Return exactly those lines of the material below that fall between the line holding "positive clicks: (70, 167)" and the line holding "positive clicks: (63, 141)", inclusive.

==== Input material ====

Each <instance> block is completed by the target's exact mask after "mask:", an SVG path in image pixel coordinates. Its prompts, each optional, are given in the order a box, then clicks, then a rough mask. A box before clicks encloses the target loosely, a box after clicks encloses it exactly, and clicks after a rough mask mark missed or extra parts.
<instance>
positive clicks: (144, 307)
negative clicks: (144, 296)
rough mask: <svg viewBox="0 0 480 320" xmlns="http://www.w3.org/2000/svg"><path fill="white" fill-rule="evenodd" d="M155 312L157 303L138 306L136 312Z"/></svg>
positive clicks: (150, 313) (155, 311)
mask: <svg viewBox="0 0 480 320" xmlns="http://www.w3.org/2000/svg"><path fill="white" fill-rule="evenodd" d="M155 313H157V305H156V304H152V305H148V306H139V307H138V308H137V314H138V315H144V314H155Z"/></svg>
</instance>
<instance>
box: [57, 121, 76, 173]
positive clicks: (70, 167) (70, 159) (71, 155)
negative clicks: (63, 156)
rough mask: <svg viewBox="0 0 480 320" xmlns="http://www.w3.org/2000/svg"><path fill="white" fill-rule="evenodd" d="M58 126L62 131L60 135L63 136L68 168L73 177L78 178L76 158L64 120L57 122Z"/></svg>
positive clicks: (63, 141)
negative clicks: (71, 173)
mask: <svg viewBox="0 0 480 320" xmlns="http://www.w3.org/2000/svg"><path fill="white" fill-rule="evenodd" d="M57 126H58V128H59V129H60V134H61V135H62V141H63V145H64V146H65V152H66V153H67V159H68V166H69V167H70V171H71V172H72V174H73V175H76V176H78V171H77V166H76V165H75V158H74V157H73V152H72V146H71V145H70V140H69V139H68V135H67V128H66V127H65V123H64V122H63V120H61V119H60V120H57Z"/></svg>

====

* **Worked solution**:
positive clicks: (70, 167) (70, 159) (71, 155)
negative clicks: (63, 156)
rough mask: <svg viewBox="0 0 480 320" xmlns="http://www.w3.org/2000/svg"><path fill="white" fill-rule="evenodd" d="M58 126L62 131L60 135L63 136L68 168L73 177L78 178L76 158L64 120L57 122Z"/></svg>
positive clicks: (63, 141)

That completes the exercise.